▼
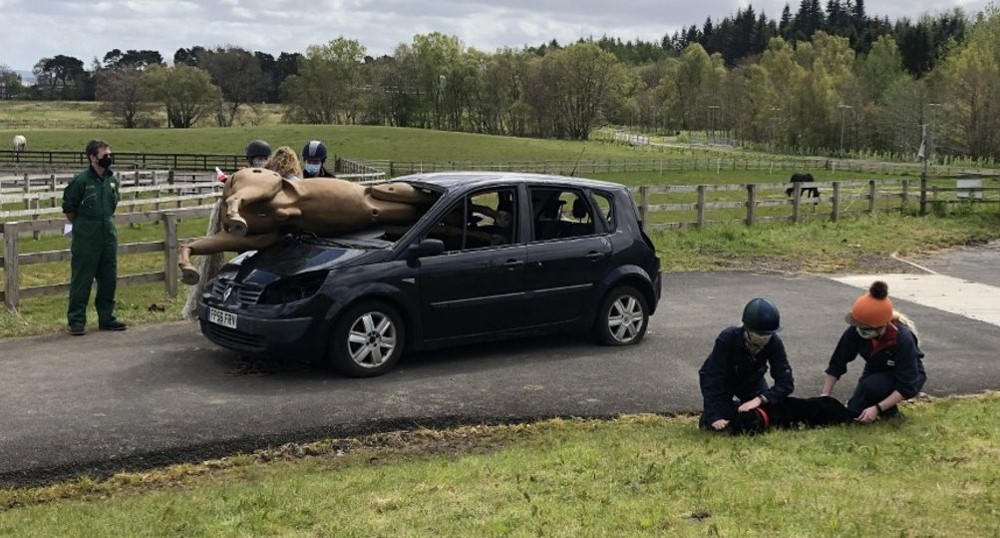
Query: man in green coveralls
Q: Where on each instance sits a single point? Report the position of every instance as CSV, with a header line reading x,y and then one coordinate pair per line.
x,y
89,203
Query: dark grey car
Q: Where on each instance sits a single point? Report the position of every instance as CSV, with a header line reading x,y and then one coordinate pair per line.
x,y
497,255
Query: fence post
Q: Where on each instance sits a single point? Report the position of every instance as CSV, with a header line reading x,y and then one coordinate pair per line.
x,y
643,203
171,270
796,200
871,196
701,206
36,234
836,202
11,296
923,193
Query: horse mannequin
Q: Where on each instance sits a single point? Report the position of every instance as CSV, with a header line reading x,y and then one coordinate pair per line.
x,y
259,205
▲
▸ What needs to be done: Set the entire listing down again, exact in every line, without any pictures.

▸ Written solution:
Query: man in green coveralls
Q: Where on each instance sits a single point? Report the position of every instance as CSV, with a header line reading x,y and then one coordinate pair per line.
x,y
89,203
Query: dark grey car
Q: Where on each instance sits a single point? Report the position of every instance as CSV, with a header line reading x,y and then one coordinate pair per line.
x,y
497,255
Query: fence post
Q: Where on each instance sits a single point? Report the position of every instance as CSV, with a header line reading x,y and then one coordinate pair per line.
x,y
643,203
171,270
796,200
871,196
701,206
36,234
836,202
11,296
923,193
Query: horse mannequin
Q: Where on each instance sits a single point? Report the position of every instance as CSV, with a header line reading x,y and then one coordinate pair per line.
x,y
259,205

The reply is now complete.